### WHAT THIS TASK INVOLVES
Please restate every record below word for word and skip the pictures.

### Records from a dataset
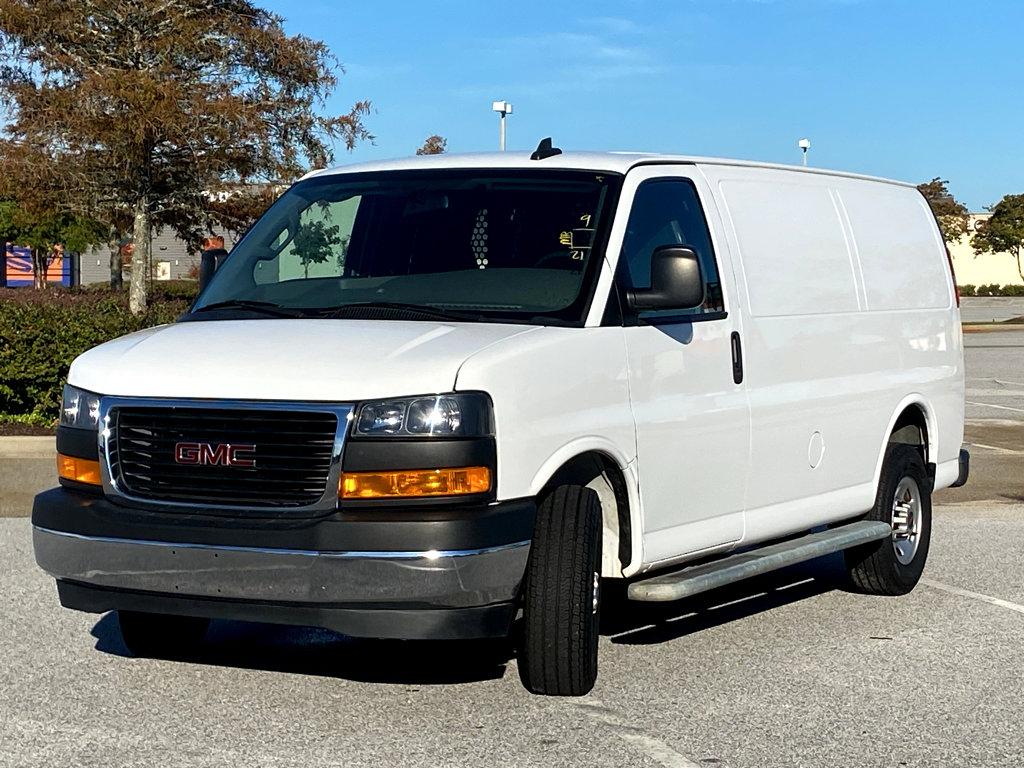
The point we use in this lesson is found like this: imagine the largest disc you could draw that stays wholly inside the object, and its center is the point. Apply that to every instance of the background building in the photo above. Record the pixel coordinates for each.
(173, 259)
(982, 269)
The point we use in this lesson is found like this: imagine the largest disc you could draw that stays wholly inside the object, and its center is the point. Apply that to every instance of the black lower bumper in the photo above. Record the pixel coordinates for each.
(457, 527)
(397, 572)
(473, 622)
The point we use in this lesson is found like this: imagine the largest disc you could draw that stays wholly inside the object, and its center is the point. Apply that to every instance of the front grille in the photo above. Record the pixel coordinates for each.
(293, 452)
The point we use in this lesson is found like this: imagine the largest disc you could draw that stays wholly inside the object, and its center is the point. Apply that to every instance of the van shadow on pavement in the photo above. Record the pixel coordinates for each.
(318, 652)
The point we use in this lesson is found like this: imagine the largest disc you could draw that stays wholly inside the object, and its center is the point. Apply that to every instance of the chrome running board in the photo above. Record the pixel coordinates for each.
(692, 580)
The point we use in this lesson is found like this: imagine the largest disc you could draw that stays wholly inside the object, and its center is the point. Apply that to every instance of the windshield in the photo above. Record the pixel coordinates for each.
(492, 245)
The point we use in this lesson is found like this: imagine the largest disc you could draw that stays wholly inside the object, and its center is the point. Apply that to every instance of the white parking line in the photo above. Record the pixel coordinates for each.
(993, 406)
(653, 749)
(976, 596)
(996, 449)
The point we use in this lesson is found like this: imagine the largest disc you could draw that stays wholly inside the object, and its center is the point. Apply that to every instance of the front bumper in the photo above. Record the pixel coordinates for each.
(109, 557)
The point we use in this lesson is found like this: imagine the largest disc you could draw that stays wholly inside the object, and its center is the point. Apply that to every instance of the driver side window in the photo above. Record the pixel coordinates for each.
(667, 212)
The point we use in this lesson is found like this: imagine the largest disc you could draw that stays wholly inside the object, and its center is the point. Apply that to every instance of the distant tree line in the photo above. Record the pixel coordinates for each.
(1003, 231)
(126, 116)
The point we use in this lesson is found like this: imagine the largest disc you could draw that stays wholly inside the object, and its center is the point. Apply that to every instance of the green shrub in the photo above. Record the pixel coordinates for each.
(992, 289)
(41, 332)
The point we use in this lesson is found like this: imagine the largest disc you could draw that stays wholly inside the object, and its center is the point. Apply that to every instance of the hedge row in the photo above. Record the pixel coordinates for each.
(41, 332)
(991, 290)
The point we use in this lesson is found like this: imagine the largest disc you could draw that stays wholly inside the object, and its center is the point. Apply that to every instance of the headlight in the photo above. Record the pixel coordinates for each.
(80, 409)
(455, 414)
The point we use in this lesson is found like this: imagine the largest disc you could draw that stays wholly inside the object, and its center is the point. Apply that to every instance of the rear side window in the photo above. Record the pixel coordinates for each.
(667, 212)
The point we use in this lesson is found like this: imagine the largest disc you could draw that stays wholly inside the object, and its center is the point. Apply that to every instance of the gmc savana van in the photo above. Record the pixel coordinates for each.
(423, 398)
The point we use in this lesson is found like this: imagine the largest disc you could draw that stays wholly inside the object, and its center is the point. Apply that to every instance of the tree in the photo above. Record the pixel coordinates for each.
(146, 107)
(433, 145)
(951, 215)
(1004, 230)
(47, 233)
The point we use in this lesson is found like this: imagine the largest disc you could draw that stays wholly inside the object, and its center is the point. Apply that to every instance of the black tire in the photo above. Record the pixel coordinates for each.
(161, 635)
(561, 611)
(876, 568)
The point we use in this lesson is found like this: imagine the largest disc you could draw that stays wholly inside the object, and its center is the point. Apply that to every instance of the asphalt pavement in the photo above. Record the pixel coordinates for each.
(788, 671)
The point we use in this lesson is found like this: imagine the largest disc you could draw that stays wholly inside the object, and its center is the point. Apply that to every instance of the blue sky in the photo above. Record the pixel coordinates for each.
(908, 89)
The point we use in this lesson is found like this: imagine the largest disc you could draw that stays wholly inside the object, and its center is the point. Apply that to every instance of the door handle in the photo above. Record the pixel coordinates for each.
(737, 358)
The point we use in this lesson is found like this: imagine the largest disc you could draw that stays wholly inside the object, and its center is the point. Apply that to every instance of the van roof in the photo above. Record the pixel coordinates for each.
(614, 162)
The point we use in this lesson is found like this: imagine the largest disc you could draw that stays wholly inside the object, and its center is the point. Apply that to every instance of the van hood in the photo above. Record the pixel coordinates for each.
(287, 359)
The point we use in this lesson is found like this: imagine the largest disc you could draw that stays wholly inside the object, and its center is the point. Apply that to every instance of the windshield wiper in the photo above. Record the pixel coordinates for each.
(420, 311)
(267, 308)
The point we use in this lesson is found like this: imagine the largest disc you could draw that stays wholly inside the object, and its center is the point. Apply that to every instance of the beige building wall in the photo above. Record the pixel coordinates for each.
(982, 269)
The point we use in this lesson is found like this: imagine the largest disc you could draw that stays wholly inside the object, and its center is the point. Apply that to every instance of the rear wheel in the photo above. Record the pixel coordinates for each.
(893, 565)
(161, 635)
(562, 595)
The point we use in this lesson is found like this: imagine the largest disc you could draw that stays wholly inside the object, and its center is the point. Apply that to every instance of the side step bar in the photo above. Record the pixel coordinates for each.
(692, 580)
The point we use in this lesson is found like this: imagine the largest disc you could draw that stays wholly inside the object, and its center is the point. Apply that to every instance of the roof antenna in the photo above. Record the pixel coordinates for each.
(544, 150)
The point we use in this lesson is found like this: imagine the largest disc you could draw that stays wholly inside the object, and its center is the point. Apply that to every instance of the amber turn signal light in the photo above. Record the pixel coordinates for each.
(396, 483)
(79, 470)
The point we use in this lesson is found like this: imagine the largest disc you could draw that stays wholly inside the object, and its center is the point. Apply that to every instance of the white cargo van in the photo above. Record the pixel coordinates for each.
(422, 398)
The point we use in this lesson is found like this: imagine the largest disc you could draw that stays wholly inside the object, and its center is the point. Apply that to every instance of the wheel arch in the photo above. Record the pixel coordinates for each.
(600, 466)
(911, 422)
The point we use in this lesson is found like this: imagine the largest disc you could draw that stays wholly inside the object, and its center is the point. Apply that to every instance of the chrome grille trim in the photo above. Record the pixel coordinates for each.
(118, 492)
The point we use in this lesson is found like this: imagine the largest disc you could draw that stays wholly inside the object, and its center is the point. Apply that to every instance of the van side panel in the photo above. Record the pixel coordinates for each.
(892, 223)
(787, 230)
(825, 370)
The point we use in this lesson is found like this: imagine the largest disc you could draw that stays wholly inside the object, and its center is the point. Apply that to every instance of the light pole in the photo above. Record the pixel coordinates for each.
(503, 109)
(804, 145)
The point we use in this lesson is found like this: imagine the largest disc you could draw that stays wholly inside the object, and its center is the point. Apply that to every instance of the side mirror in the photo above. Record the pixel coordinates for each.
(676, 282)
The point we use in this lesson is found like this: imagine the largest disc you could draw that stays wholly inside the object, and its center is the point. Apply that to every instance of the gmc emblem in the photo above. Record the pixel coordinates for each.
(229, 455)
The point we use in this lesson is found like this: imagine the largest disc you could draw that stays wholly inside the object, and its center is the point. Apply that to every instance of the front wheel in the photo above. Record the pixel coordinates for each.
(161, 635)
(893, 565)
(562, 594)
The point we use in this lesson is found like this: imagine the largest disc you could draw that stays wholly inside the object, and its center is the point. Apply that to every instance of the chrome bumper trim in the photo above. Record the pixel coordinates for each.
(429, 579)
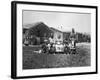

### EXERCISE RESULT
The point we use in this lesson is found like this: imagine the largest disc you could draw that stays wholly inside the object, and its center is the point. Apply that to every instance of the background building in the photo above. Record the pixel coordinates for each.
(173, 259)
(982, 269)
The point we use in this lesson is found like this: imagine the largest disc you could draw that stays wholly inside the object, and its center is the point. Apply that to every instance of the black lower bumper in the photo above. Record the pixel coordinates for each.
(457, 527)
(397, 572)
(473, 622)
The point we use in this lesson is found like this: imagine the largest disc you could draw that stays wholly inside the object, and its center is the point. Apply that to every instance of the front grille in the photo above. Record the pixel coordinates for each.
(293, 452)
The point we use in this lesson is found like this: imagine the largest disc you could draw that stays wholly inside the object, and its center is the point. Apply that to every instance of the van shadow on pavement in the photo above. Record the pixel coordinates for each.
(318, 652)
The point we use in this lesson is found like this: imagine the largest disc you could draw that stays wholly inside the object, and its center is the point. Apply that to every instance of the chrome running board in the photo above. Record the pixel coordinates for each.
(692, 580)
The point we use in this lesson is found like this: imagine the largest disc you could draw that stays wholly inside the object, and its center is the point. Apply that to every instance of the windshield in the photo above. Record the pixel coordinates for each.
(492, 245)
The point we use in this lesson is found like this: imagine the largest disc you could draw that stays wholly inside the object, and its center is the point. Apply that to every instance of the white parking line in the photo above. Record the pixel coordinates for each.
(993, 406)
(653, 749)
(976, 596)
(996, 449)
The point we use in this lesson is found like this: imagine the largest disc you could draw that stays wholly inside the object, and its center is the point. Apply that to every instance of the front bumper in the photo above. Record the pixel coordinates for each.
(109, 557)
The point we use in this lesson is found like this: imagine the largest disc you could draw that stays wholly inside the object, and its center is the point. Apply that to every instance of the driver side window in the photo above. Record the pixel coordinates for each.
(667, 212)
The point we use in this lesson is found like this: imagine the largest disc you could draw that stays wholly inside the object, and its center is the point. Apply that to every instance of the distant tree line in the photo above. Record the pixel coordinates for each.
(1003, 231)
(126, 116)
The point we use in this lesson is found like this: imagine the largest disc you could draw that stays wholly inside the object, and its center is the point. Apply that to every instance of the green shrub in the photo above. Record the pixel coordinates for each.
(992, 289)
(41, 332)
The point we use in this lesson is found like this: imagine the largest disc you could draw that stays wholly inside the object, and its center is the point. Apply that to every instance of the hedge row in the photo above. Record the pixel coordinates for each.
(41, 332)
(991, 290)
The point we use in this lesson is found like this: imagine the largest disc you could draw that stays wholly inside the object, and its center is the point. Apply that to every instance of the headlight in the photo above. Record the pixel coordinates for each.
(80, 409)
(455, 414)
The point we use in this lesson is found like this: imagine the largest disc you could draw that stays wholly inside the object, and its center is the point. Apply that to every instance of the rear side window in the photo above. Record the pixel coordinates for each.
(667, 212)
The point we use in this lesson is found like this: imagine the largest disc you could draw that stays wholly inside the object, and its center is the point. Apply that to every instance of the gmc savana van in the photo above. Record the pixel coordinates for each.
(423, 398)
The point we use in this lesson is found like this: imagine the largest disc you could draw that stays wholly inside the object, and its center is the point. Apply that to every instance of the tree in the photo above. Record the pixel coordinates for each.
(146, 107)
(433, 145)
(951, 215)
(1004, 230)
(47, 233)
The point we use in this lesson is found like this: imagine the largest disc you could draw that stays wholly inside the object, and its center is the point. Apply that to every instance of the black tire in the photo above. Record the pixel coordinates for each.
(161, 635)
(561, 611)
(876, 568)
The point we use in this lesson is found like this: imagine the largest disc you could draw that stays wholly inside the object, and its center is the point. Apply that to every instance of the asphalt pavement in the photo above. Record the pixel coordinates for each.
(788, 671)
The point we use in this lesson is found like this: imagine the largest disc you could draw that stays wholly inside the object, and its center is the point. Apply that to every instance of the blue sky in the photo above. Record the pixel coordinates for each.
(908, 89)
The point we use in this lesson is found like this: imagine the largest disc you could draw that stays wholly inside the object, and its center is the point. Apply that to every instance of the door handle in the photo above. Record the pixel coordinates for each.
(737, 358)
The point we use in this lesson is found like this: imagine the largest disc you could draw that stays wholly inside the object, and its center is the point. Apply that to every instance of the van roof in the photo above. Record the pixel coordinates for each.
(614, 162)
The point we use in this lesson is found like this: imagine the largest disc you could draw that stays wholly inside the object, and its center is the point. Apply that to every instance of the van hood in the photo above. Record the pixel coordinates for each.
(287, 359)
The point we use in this lesson is found like this: imagine the largest disc you could draw that stays wholly inside the object, and its center is the point. Apply that to every instance of the windshield wiper in the photo above. Record the pixel coordinates for each.
(420, 311)
(267, 308)
The point we use in this lesson is found like this: imagine the largest disc you could draw that stays wholly inside the object, and its center is the point. Apply that to every instance of the beige building wall in the photo above. Record the pixel coordinates for each.
(982, 269)
The point we use in this lesson is found like this: imagine the largest disc you could draw that stays wholly inside the object, and its center is the point. Apply that to every instance of the rear wheel in the photo above. Record the pixel coordinates for each.
(893, 565)
(161, 635)
(562, 595)
The point we use in this lesson is found like this: imagine the largest disc you could draw that stays wholly inside the object, and its center is the point. Apply that to every instance of the side step bar in the photo above. Record the pixel coordinates for each.
(692, 580)
The point we use in this lesson is found like this: imagine the largest disc you could draw that stays wholly inside the object, and its center is the point. Apply that to every instance of the roof antenna in the photo above. Record the pixel coordinates for each.
(544, 150)
The point we use in this lesson is found like this: imagine the largest disc you could draw that stays wholly inside the object, and its center is the point. Apply that to every instance of the amber turn signal light in the photo above. Record the pixel coordinates for each.
(396, 483)
(79, 470)
The point we use in this lesson is found like this: imagine the largest disc you could draw that stays wholly inside the object, and its center is the point. Apply that to every instance of the white cargo van in the photo above. Record the pixel coordinates for each.
(422, 398)
The point we use in this lesson is found like this: imagine the largest disc you could draw that stays wholly inside the object, and its center is the point. Apply that to every instance of the wheel arch in the photo above. Record the pixel coordinates for each.
(600, 466)
(911, 422)
The point we use in this lesson is found like this: imagine the largest disc you could draw that stays wholly inside the object, and its center is the point. Apply that to every instance of the chrome grille trim in the photo above. Record the pixel coordinates for each.
(118, 492)
The point we use in this lesson is found like this: imagine the largest disc you could draw that stays wholly inside the object, and its center is the point. Apply that to every instance of the van side panel in the photo above. Record the pixel coordinates for each.
(892, 223)
(787, 230)
(825, 370)
The point we use in this lesson is found like this: imagine the largest disc you could draw that stays wholly inside the object, and its center is the point. Apply that to every instance of the light pole in the photo above. Record the pixel coordinates for each.
(503, 109)
(804, 145)
The point we use in this lesson is found like this: imagine the largest disc you could draw that stays wholly inside the object, and its center is the point. Apply that to every instance of the side mirror in the photo above. Record the pixel coordinates for each.
(676, 282)
The point we use in this lesson is found like this: imagine the largest disc you could draw that stays wholly inside the object, and its center is the point. Apply that to every instance of the gmc emblem in the photo above. Record the pixel coordinates for each.
(229, 455)
The point we use in this lesson is found like this: imagine the largest disc you could draw that stays wholly inside the object, and its center is the point. Apply that to every instance of the front wheel in the photo above. Record the pixel coordinates for each.
(161, 635)
(893, 565)
(562, 594)
The point we use in this lesson is found like this: imagine the largest disc you could draw that stays wholly inside the object, and its center is the point. Apply that to every instance of the chrome bumper trim in the photo above. Record the pixel coordinates for each.
(429, 579)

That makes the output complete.